[[ Records for this task, beginning ]]

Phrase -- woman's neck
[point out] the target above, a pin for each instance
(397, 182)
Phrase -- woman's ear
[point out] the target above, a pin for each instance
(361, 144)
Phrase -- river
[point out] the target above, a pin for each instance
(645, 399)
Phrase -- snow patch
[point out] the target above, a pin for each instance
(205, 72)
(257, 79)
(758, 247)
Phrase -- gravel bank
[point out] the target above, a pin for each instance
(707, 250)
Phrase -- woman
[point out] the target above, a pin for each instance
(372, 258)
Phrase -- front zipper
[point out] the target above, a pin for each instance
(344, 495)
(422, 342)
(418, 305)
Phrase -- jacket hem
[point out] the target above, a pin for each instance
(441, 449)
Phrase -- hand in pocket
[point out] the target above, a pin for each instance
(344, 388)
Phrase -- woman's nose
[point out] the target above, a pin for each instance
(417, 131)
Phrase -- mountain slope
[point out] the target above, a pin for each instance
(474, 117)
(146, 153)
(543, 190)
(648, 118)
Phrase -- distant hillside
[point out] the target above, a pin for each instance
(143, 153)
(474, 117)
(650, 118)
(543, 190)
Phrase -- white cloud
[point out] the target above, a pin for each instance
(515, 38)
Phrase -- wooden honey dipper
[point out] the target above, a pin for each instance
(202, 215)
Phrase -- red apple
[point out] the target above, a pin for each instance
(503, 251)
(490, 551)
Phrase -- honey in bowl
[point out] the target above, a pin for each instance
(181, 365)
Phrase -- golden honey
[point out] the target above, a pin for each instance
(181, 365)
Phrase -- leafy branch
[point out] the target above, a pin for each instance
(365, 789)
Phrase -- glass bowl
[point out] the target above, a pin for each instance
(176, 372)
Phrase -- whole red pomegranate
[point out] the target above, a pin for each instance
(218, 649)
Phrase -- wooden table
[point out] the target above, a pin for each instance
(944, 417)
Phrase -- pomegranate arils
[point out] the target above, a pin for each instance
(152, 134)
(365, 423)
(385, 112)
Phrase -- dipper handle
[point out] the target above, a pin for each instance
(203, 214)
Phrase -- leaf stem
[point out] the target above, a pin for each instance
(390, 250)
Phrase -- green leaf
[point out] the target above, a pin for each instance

[[ Records for this task, end ]]

Task description -> If a line in the records above contains the word "bowl", copy it.

Task answer ->
Phrase -- honey in bowl
Phrase -- glass bowl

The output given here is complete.